* GIVEN INSTRUCTION *
Please reproduce the data below verbatim, starting at the line that contains "Annotation task — mark the brown" and stopping after the line that contains "Target: brown stem".

* RECORDS FOR PROCESSING *
• • • •

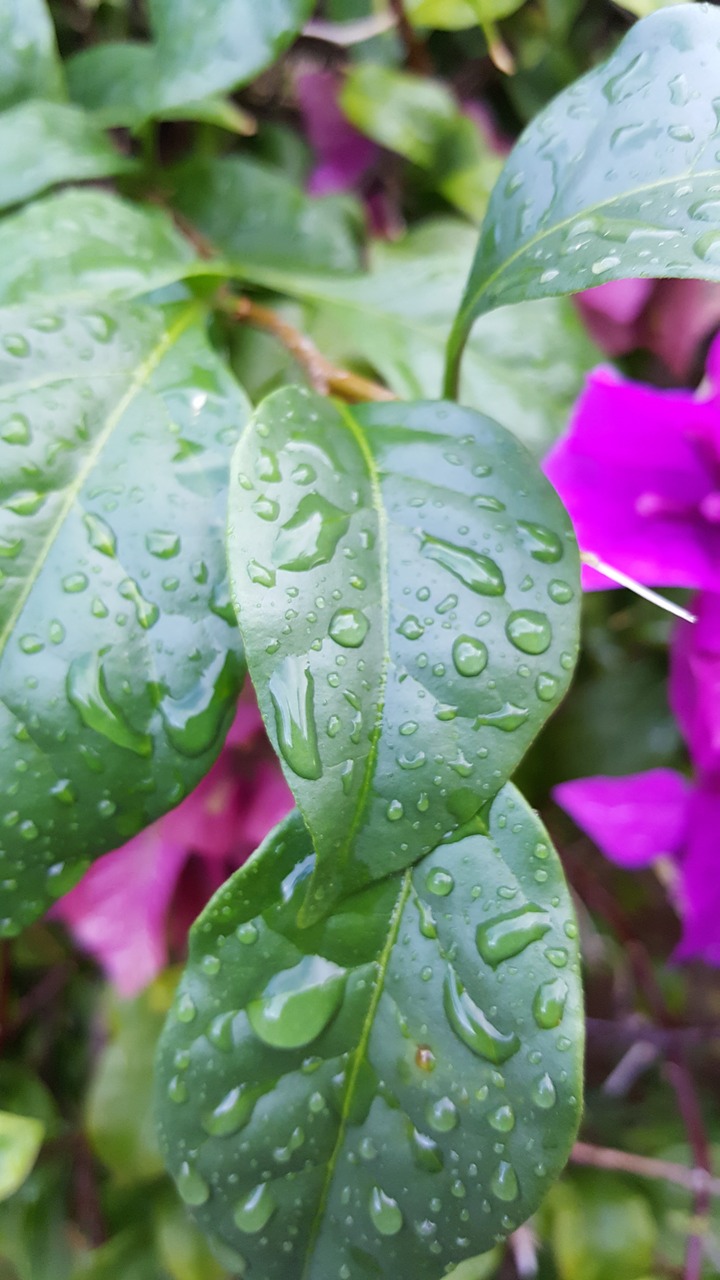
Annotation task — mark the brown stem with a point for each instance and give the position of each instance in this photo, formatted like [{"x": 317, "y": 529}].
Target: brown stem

• • • •

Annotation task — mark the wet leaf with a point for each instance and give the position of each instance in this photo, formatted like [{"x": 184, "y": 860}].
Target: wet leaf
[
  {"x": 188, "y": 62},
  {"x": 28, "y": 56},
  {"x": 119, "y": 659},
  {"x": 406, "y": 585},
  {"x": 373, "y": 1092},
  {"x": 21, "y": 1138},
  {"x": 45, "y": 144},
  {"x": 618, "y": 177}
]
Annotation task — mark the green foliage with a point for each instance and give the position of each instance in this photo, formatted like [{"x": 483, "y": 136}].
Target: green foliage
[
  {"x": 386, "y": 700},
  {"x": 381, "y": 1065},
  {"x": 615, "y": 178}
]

• • • •

* EXERCISE ANSWER *
Annotation task — mark the brown stem with a point for each instance and give the position of each instance in this photo, formatted like [{"x": 317, "y": 529}].
Target: brown stem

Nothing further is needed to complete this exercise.